> Requirements:
- a) In the Seattle spring blooms article, which three kinds of places are mentioned for taking in local flora?
- b) Please transcribe the stretch of the Seattle spring blooms article from "University of Washington’s" through "particularly picturesque stroll.".

> Page extract:
University of Washington Amelia Vaughn Photography

Floral Fix: Top Places to Spot Spring Blooms in Seattle

Kubota Garden Harrison W Liu,

University of Washington’s iconic cherry blossoms may be one of Seattle’s most popular springtime draws, but there are plenty of other places to take in local flora, from test gardens to manicured landscapes to a glass-walled conservatory. Here are a few favorite spots to explore during the city’s flourishing spring months, whether you’re a budding botanist or just looking for a particularly picturesque stroll.

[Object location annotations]
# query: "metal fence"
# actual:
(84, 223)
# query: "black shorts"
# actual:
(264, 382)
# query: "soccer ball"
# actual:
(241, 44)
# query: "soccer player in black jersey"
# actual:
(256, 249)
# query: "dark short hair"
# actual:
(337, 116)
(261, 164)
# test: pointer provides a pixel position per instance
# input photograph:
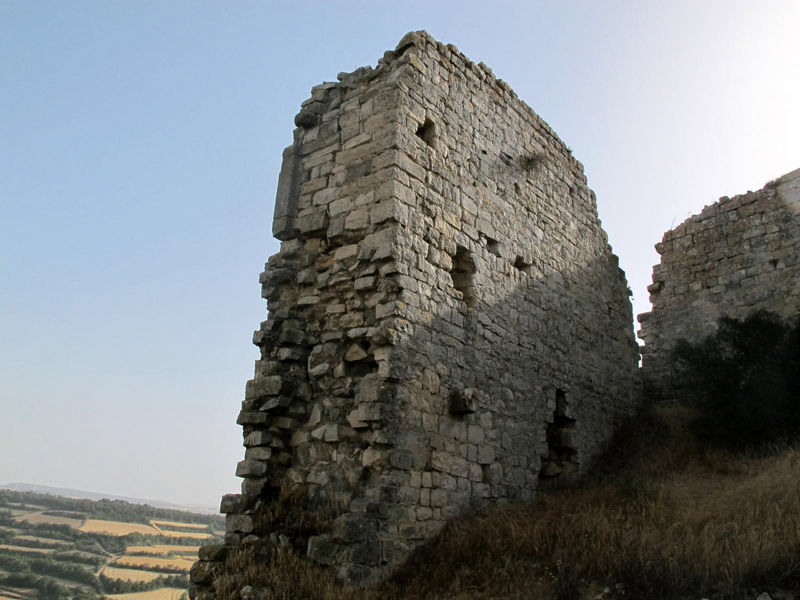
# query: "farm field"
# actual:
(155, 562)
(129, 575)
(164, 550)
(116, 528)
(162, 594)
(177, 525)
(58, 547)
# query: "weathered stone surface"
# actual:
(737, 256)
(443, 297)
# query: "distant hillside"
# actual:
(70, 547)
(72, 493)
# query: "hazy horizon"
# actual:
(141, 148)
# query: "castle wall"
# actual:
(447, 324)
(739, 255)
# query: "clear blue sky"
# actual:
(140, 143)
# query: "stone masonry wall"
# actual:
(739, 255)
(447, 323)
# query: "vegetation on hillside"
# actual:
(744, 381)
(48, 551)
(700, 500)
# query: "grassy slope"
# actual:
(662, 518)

> Solutions to each task:
- a) Test gardens, manicured landscapes, and a glass-walled conservatory.

- b)
University of Washington’s iconic cherry blossoms may be one of Seattle’s most popular springtime draws, but there are plenty of other places to take in local flora, from test gardens to manicured landscapes to a glass-walled conservatory. Here are a few favorite spots to explore during the city’s flourishing spring months, whether you’re a budding botanist or just looking for a particularly picturesque stroll.